## Text excerpt
BEGIN

Publications & Newsletters

Top news stories from AMA Morning Rounds®: Week of Jan. 13, 2025

. 4 MIN READ

Read AMA Morning Rounds®’ most popular stories in medicine and public health from the week of Jan. 13, 2025–Jan. 17, 2025.

MedPage Today (1/10, Monaco) reported, “Exposure to radon was linked to an increased risk for gestational diabetes, a population-based cohort study suggested.” Researchers found that “among 9,107 mothers-to-be, those living in U.S. counties with the highest radon level (≥2 pCi/L) had a 37% greater chance of developing gestational diabetes compared with those living in counties with the lowest radon level (<1 pCi/L).” Study results indicate that “even after adjustment for fine particulate matter air pollutants, which may share a similar biological pathway to radon, exposure to radon was still tied with gestational diabetes with borderline statistical significance.” The findings were published in JAMA Network Open.

The Washington Post (1/13, Johnson) reports, “New cases of dementia will double by 2060, when 1 million U.S. adults are projected to develop the memory-robbing condition each year, according to a sobering new study published Monday.” The “analysis shows that the risk a person faces over their lifetime is higher than some previous estimates: After age 55, 4 in 10 adults are likely to develop some form of dementia.” That is “in part because the new analysis is based on decades of close follow-up, including regular cognitive assessments, of a racially diverse group of people—a quarter of whom were Black and face an increased risk of dementia.” The findings were published in Nature Medicine.

Membership Moves Medicine™

  • Free access to JAMA Network™ and CME
  • Save hundreds on insurance
  • Fight for physicians and patient rights

NBC News (1/13, Sullivan, Herzberg) reports, “Older studies estimated that about 14% of men and 23% of women would develop dementia in their lifetimes.” However, “the new study puts that estimate higher, at around 42% for both men and women.”

The AP (1/13, Neergaard) reports “there are steps people can take to reduce” their risk of developing dementia, “such as controlling high blood pressure and other bad-for-the-brain health problems. And it’s not too late to try even in middle age.”

END

(Segmentation mask data)
BEGIN

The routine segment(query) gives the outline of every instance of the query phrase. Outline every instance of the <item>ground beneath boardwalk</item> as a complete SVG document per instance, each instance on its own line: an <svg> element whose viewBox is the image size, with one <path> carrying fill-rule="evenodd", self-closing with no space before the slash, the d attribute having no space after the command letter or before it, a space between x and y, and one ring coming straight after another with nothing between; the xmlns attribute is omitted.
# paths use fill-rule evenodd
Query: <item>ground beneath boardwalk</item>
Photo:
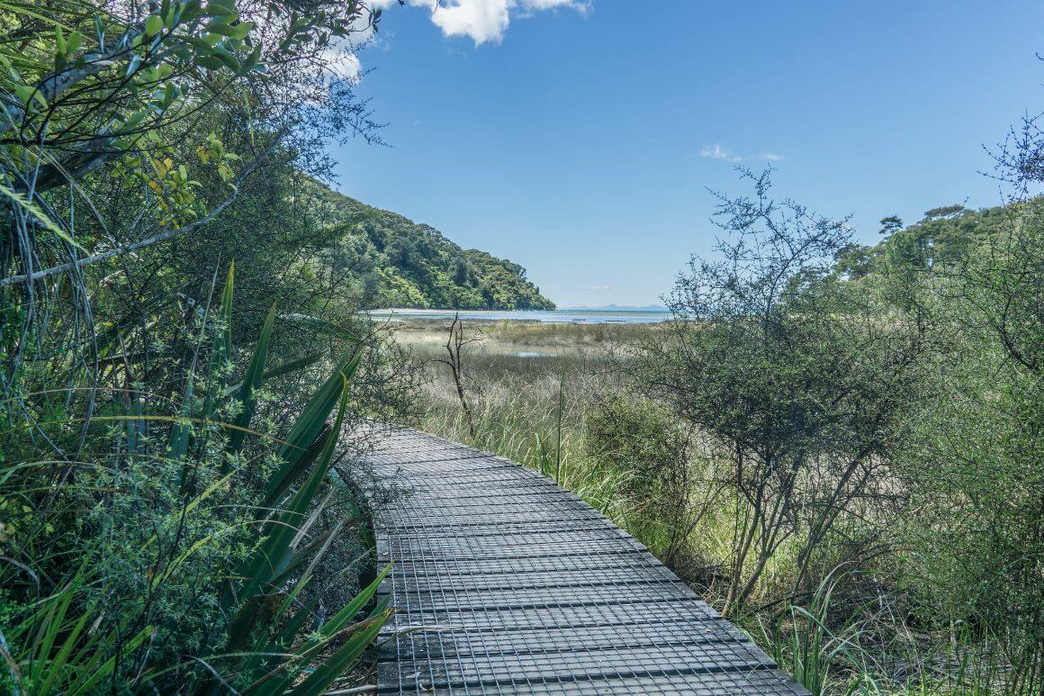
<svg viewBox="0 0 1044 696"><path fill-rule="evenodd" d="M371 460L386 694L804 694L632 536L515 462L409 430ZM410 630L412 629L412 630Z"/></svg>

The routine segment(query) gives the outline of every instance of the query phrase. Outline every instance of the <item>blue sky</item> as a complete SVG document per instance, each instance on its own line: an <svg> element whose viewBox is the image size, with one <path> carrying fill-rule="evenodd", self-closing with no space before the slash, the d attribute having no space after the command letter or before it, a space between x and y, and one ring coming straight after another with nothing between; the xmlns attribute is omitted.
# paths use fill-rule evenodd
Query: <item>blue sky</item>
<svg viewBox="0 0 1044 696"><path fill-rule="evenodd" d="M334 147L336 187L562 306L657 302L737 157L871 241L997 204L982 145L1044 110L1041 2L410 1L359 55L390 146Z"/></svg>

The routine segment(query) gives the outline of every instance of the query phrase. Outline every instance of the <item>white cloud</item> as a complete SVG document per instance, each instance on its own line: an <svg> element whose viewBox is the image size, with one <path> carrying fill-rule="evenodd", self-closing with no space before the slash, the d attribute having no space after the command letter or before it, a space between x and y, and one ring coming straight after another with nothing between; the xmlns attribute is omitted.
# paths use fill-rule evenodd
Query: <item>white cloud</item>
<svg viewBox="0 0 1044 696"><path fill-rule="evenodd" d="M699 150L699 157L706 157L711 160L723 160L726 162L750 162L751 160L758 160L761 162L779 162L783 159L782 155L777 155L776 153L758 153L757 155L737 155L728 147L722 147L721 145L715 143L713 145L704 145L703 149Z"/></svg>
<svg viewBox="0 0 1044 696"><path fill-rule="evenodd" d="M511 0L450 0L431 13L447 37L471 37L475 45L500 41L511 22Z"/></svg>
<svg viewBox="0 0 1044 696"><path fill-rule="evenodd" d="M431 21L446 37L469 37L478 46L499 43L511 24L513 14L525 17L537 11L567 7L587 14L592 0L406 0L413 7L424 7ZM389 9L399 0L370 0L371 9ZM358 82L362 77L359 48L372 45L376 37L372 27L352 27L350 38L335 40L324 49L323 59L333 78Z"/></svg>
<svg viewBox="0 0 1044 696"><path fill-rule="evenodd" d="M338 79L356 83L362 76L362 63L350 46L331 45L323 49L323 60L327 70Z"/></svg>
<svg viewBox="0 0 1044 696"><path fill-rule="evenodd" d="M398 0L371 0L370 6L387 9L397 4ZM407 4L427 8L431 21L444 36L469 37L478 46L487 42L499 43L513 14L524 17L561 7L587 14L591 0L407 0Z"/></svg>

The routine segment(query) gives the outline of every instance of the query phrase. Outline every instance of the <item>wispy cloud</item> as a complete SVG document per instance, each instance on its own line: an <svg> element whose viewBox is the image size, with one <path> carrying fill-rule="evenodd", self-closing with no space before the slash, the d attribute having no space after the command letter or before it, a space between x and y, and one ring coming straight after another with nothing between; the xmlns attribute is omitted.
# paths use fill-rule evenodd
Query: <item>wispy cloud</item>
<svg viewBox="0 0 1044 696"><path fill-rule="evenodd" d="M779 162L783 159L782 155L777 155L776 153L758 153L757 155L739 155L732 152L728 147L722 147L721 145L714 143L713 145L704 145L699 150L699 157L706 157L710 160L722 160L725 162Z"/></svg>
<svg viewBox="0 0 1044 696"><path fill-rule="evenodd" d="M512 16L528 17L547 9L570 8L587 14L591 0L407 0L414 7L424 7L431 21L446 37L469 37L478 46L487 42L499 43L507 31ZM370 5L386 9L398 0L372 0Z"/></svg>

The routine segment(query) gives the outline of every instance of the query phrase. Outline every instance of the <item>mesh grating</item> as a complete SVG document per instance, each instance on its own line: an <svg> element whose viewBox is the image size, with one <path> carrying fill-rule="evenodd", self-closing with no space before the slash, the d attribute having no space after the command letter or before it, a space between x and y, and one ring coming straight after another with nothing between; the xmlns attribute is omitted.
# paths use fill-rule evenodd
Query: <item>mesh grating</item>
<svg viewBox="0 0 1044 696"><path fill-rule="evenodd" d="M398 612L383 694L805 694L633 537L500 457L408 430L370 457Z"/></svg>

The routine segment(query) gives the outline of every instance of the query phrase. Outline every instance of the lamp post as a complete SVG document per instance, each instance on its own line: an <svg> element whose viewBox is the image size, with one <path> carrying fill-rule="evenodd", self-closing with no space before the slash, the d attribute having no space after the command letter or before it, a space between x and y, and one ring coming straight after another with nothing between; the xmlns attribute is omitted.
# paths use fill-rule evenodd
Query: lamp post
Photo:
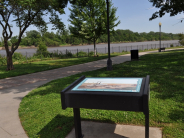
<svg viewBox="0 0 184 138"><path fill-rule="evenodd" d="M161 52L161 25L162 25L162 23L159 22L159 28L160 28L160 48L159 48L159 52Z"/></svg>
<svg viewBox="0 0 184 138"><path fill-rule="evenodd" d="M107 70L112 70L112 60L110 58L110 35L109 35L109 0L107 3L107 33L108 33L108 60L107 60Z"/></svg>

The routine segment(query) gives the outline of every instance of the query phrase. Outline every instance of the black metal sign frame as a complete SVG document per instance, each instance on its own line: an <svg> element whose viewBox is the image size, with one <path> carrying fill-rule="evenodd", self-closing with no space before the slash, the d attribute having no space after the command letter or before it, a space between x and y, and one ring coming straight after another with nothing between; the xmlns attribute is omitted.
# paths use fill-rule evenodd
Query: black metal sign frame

END

## To do
Condense the paragraph in the news roundup above that begins "The Washington Post (1/13, Johnson) reports" into a shorter version that keeps its main facts.

## Exercise solution
A new study published Monday in Nature Medicine projects that new U.S. dementia cases will double by 2060, reaching 1 million adults a year. It also finds that after age 55, 4 in 10 adults are likely to develop some form of dementia. That lifetime risk is higher than some earlier estimates, partly because the analysis draws on decades of close follow-up, with regular cognitive assessments, of a racially diverse group. A quarter of that group were Black, and Black adults face an increased risk of dementia.